→ **Schriftelijke opgave**:
Herhaal letterlijk het deel van het tekstfragment over de staanplaatsen van "De rechtbank deelt" tot en met "tijdig worden ontruimd.".

→ **Tekstfragment**:

De Gemeente Meerssen wenst de overeenkomsten met de staanplaatshouders niet over te nemen.
2.9.
De rechtbank deelt het standpunt van de Gemeente Meerssen. Daar de overeenkomsten met betrekking tot de staanplaatsen voor deze caravans tussen [gedaagde] en de houders van de staanplaatsen zijn gesloten, komt het voor verantwoordelijkheid van [gedaagde] dat deze plaatsen tijdig worden ontruimd.
Dwangsom
2.10.
De rechtbank is van oordeel dat, mede nu niet langer voor [gedaagde] onduidelijk is welke opstallen verwijderd moeten worden, de vordering tot het opleggen van een dwangsom kan worden toegewezen. De dwangsom zal worden bepaald op een bedrag van
€ 500,- per dag dat [gedaagde] met de ontruiming in gebreke blijft, tot een maximum van
€ 50.000,- is bereikt.

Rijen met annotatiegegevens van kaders
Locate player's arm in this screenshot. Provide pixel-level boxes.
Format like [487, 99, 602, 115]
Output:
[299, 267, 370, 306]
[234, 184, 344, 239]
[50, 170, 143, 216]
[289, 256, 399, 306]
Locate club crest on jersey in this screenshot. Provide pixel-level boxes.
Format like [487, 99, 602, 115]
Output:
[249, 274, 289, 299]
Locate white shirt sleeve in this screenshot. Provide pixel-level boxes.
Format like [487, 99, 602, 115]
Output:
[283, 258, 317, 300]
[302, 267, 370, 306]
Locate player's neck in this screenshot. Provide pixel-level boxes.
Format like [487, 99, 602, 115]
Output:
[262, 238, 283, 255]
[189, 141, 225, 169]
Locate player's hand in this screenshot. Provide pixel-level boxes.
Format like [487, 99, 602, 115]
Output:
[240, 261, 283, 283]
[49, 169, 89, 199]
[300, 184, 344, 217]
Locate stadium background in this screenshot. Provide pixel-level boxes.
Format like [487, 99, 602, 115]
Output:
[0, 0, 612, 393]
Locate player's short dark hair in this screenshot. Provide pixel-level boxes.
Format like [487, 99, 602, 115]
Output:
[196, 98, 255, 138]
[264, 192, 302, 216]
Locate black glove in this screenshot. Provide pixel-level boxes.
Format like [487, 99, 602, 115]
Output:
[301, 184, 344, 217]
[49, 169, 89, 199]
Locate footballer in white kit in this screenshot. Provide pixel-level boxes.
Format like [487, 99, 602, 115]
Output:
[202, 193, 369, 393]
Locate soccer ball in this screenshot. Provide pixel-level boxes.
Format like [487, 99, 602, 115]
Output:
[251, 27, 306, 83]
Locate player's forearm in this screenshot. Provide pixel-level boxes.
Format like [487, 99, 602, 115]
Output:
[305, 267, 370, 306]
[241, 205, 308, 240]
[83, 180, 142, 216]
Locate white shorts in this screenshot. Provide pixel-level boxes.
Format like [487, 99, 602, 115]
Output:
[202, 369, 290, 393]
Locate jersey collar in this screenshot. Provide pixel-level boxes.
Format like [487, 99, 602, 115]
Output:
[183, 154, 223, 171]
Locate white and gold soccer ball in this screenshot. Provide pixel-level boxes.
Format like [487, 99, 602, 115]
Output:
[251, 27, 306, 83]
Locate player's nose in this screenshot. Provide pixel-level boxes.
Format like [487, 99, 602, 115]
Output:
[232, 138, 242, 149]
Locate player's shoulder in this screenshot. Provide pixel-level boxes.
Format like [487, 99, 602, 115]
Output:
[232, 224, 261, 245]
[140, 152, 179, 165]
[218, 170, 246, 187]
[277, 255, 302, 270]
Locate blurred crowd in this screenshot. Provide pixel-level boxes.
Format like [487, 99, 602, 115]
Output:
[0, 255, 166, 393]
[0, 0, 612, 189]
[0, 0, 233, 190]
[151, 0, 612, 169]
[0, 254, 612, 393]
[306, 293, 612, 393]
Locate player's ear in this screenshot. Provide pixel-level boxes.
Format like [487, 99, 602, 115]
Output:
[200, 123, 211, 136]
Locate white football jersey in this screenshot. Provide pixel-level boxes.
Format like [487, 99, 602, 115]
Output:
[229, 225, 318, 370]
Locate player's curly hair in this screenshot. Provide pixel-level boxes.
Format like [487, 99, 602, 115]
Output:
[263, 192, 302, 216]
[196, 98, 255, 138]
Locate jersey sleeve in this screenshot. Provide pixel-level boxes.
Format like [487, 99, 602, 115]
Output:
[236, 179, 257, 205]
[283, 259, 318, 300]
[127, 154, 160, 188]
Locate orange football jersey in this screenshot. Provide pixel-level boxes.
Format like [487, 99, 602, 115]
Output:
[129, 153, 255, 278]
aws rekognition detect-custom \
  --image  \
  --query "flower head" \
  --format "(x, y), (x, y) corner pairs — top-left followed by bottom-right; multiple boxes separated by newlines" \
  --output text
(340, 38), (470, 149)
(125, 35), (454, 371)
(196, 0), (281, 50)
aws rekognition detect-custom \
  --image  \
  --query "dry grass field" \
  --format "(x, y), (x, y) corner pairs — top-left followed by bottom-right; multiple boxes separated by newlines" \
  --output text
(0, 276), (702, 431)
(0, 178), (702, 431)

→ **Uitvoer deze opgave**:
De rechtbank deelt het standpunt van de Gemeente Meerssen. Daar de overeenkomsten met betrekking tot de staanplaatsen voor deze caravans tussen [gedaagde] en de houders van de staanplaatsen zijn gesloten, komt het voor verantwoordelijkheid van [gedaagde] dat deze plaatsen tijdig worden ontruimd.